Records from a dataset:
══════
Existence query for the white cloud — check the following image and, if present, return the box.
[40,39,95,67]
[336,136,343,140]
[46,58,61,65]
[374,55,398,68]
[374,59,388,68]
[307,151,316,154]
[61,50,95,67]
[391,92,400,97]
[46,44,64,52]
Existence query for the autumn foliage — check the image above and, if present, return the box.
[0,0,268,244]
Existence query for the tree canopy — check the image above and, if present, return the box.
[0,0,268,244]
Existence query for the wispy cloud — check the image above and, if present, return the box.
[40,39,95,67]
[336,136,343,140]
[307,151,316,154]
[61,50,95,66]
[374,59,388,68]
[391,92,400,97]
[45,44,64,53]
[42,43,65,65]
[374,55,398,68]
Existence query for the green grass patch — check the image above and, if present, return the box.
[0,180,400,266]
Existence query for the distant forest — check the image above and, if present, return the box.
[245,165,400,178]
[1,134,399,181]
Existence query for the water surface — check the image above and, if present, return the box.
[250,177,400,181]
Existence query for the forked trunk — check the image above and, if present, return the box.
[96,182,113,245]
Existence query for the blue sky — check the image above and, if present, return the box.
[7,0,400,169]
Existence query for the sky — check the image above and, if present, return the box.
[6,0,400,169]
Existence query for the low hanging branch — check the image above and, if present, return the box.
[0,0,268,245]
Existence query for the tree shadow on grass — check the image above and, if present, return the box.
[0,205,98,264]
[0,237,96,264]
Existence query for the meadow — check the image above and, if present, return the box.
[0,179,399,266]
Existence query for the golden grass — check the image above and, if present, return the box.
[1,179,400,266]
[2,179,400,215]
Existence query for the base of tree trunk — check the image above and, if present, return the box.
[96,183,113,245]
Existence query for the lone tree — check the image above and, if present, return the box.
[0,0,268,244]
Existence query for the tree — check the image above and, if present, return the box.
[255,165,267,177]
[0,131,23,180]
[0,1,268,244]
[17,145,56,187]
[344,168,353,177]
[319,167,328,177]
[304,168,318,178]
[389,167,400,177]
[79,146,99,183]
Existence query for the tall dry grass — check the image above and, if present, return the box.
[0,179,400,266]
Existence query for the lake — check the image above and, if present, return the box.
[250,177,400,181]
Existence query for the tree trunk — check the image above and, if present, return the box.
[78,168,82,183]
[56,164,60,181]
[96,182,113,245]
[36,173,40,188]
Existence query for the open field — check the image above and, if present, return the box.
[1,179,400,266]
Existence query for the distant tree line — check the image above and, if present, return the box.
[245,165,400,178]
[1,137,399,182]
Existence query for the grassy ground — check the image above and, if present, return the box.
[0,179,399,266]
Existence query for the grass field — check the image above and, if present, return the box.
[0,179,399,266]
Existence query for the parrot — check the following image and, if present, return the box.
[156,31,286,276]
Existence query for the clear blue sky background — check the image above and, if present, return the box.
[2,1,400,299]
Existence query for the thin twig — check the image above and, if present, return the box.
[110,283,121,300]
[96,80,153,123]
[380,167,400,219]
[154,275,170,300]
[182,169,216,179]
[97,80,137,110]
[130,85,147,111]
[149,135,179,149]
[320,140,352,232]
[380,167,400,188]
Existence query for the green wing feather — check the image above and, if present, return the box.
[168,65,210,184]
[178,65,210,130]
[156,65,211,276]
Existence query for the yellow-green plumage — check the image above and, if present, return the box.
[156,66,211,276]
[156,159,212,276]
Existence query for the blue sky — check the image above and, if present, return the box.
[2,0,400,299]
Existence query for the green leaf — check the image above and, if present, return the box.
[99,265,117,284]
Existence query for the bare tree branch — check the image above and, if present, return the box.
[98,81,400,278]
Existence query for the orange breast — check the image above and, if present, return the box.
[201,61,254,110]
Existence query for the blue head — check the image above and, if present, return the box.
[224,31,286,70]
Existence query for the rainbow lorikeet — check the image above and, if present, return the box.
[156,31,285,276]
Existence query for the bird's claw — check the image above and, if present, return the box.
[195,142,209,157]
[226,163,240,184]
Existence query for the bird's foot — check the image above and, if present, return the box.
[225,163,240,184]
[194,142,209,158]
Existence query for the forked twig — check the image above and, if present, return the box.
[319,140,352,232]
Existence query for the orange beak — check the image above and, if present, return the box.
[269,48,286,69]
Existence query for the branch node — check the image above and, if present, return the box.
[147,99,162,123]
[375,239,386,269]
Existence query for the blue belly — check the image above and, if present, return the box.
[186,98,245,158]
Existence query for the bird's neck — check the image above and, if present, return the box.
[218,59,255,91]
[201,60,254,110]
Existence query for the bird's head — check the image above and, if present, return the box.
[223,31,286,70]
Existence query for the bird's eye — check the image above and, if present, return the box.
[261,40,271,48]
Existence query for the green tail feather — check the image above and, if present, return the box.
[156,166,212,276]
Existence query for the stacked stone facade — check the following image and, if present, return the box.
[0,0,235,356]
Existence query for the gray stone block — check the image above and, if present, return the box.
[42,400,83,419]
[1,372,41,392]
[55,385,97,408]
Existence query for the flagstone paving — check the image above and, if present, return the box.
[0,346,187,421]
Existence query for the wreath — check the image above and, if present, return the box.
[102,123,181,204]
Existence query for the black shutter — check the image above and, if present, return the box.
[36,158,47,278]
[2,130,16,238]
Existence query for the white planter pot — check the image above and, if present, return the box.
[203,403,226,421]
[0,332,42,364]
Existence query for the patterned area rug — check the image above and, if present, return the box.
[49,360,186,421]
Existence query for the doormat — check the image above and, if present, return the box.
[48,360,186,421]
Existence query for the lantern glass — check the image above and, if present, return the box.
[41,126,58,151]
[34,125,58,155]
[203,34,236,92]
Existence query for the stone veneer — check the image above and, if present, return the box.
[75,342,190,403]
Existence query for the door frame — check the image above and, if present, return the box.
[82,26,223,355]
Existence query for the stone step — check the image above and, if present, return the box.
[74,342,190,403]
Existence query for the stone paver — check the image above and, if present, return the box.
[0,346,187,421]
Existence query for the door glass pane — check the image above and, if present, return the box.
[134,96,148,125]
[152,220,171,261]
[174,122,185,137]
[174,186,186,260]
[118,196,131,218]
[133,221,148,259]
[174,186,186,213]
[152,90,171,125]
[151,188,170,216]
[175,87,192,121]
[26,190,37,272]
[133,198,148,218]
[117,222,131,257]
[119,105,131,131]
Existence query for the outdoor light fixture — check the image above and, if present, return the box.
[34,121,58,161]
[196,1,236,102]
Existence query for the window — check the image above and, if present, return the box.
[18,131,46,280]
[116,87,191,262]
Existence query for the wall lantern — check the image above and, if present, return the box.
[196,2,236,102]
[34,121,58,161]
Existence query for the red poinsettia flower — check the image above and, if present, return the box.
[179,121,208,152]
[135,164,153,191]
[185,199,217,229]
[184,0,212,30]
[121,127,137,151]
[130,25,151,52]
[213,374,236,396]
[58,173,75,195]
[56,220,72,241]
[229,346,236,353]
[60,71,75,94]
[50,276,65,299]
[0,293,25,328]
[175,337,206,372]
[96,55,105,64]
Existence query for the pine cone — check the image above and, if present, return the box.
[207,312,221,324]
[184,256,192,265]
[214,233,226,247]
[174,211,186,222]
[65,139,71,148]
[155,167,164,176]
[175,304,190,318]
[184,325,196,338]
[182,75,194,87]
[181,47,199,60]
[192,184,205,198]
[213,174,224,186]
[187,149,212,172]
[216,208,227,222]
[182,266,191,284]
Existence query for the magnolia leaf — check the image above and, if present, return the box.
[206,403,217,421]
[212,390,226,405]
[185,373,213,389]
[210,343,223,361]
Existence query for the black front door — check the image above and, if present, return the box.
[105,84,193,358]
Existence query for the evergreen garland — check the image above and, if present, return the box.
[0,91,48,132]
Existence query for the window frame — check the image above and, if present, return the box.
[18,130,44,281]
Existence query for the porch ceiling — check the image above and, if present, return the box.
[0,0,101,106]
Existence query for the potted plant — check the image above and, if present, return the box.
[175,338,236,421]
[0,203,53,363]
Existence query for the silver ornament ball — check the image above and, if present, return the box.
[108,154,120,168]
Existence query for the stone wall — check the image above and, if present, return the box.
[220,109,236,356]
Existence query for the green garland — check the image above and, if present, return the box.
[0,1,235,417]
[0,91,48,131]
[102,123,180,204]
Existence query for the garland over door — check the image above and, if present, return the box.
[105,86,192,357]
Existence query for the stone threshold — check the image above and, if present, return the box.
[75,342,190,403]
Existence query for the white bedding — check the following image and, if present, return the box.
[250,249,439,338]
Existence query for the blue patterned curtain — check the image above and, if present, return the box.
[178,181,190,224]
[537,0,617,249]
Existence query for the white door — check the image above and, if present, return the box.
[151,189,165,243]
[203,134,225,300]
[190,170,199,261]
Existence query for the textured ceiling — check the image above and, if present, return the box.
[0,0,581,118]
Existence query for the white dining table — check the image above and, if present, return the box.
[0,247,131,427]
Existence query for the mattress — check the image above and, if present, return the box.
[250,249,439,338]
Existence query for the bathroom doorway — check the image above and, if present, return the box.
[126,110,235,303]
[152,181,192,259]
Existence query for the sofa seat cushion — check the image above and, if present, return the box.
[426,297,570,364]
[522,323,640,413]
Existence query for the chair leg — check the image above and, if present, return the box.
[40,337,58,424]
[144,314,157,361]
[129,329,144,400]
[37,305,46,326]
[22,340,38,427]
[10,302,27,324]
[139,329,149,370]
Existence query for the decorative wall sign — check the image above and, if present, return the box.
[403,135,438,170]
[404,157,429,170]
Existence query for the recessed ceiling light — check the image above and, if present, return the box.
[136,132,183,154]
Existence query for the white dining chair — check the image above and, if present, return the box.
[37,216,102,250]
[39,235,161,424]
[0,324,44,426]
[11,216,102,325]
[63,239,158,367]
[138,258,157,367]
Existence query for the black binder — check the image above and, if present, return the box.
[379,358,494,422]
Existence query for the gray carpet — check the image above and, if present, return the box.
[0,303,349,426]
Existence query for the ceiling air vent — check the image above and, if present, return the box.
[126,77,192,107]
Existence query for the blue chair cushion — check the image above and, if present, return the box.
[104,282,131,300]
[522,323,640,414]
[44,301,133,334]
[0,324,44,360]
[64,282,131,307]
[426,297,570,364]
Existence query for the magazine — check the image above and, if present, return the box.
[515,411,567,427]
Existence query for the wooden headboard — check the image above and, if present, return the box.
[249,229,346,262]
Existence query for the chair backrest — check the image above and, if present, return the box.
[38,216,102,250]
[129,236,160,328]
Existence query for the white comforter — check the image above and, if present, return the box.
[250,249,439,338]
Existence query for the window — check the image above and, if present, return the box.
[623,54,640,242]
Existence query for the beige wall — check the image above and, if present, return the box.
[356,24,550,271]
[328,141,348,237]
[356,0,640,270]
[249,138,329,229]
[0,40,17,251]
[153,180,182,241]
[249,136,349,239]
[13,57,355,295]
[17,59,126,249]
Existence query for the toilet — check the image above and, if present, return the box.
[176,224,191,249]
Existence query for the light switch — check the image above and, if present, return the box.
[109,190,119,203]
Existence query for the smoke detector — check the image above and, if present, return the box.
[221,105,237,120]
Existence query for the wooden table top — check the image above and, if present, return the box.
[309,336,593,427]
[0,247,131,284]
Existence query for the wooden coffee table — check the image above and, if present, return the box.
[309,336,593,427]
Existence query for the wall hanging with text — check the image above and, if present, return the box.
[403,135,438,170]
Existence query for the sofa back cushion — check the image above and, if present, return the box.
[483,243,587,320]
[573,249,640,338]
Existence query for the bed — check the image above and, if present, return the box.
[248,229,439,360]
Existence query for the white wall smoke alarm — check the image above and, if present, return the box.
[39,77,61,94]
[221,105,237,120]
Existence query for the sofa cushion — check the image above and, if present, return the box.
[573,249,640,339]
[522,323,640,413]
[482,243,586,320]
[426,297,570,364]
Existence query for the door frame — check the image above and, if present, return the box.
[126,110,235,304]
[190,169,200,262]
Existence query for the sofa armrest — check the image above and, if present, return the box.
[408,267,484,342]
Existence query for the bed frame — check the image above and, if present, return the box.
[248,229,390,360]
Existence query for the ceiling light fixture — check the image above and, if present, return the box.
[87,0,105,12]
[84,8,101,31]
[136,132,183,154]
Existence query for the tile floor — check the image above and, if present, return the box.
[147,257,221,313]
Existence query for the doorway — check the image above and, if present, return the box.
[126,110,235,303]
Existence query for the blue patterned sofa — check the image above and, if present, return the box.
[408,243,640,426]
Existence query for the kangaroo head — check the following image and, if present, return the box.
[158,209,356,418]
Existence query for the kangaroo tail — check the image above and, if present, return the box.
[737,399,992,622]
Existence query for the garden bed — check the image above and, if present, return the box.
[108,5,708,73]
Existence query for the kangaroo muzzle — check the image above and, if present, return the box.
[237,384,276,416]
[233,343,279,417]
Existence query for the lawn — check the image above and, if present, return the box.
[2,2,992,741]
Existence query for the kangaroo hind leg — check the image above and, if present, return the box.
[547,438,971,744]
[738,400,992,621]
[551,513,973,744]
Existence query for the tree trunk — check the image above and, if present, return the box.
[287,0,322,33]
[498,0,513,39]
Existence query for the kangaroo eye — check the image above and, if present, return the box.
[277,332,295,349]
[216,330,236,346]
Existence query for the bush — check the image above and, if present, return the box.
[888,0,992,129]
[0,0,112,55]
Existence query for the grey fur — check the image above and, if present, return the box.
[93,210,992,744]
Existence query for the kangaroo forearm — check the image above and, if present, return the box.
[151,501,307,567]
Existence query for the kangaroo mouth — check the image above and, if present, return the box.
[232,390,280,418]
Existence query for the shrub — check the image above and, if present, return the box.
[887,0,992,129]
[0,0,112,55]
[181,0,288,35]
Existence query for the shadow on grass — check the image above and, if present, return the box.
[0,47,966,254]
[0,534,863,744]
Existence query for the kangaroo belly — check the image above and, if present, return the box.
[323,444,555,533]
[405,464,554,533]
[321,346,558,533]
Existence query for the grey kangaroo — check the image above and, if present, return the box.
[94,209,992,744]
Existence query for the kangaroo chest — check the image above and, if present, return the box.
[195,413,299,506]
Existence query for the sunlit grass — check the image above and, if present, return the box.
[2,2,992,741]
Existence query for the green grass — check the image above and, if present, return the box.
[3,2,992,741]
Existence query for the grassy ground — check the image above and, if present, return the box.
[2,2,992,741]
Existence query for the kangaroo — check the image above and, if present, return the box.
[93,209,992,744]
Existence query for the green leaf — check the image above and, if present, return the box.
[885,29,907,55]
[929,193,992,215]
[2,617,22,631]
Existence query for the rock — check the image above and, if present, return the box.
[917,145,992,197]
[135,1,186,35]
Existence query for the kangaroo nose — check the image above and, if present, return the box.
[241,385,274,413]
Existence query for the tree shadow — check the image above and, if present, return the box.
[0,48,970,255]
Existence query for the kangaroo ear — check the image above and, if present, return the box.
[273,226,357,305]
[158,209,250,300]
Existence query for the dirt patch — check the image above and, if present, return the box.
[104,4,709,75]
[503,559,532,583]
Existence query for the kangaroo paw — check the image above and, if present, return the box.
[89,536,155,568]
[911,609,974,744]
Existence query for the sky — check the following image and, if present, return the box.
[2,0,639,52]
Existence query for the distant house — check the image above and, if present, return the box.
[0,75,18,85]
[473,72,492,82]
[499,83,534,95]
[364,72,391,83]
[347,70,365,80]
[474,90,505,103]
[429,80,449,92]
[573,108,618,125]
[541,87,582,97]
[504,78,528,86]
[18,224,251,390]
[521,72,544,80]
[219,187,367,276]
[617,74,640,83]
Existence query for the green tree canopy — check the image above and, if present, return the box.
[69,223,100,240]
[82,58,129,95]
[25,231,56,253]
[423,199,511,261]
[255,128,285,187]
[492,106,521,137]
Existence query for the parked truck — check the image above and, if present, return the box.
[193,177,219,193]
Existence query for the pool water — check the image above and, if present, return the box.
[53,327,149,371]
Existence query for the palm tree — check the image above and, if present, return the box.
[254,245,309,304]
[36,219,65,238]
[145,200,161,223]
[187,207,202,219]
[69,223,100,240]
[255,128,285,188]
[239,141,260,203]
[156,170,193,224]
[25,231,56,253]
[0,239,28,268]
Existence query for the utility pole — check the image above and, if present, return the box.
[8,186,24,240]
══════
▶ YOUR OBJECTIVE: Reproduce exactly the lines from the one containing "Existence query for the green tree" through the last line of the records above, including both, and nothing else.

▶ EXERCISE SOLUTION:
Existence query for the green tree canopy — check the image above and, if present, return the box.
[69,223,100,240]
[82,58,129,95]
[25,231,56,253]
[423,199,511,261]
[255,128,285,187]
[492,106,521,137]
Existence query for the parked truck — check the image above and, if present, return the box.
[193,177,219,193]
Existence query for the pool water — check the image above and, if present, return the box.
[53,327,149,371]
Existence query for the palm tree — check the image above and, if present, return the box.
[254,245,309,304]
[36,219,65,238]
[145,200,161,223]
[187,207,202,219]
[69,223,100,240]
[255,128,285,188]
[239,141,260,203]
[156,170,193,224]
[25,231,56,253]
[0,239,28,268]
Existence query for the utility pole — check the image above and, if present, return the box.
[8,186,24,240]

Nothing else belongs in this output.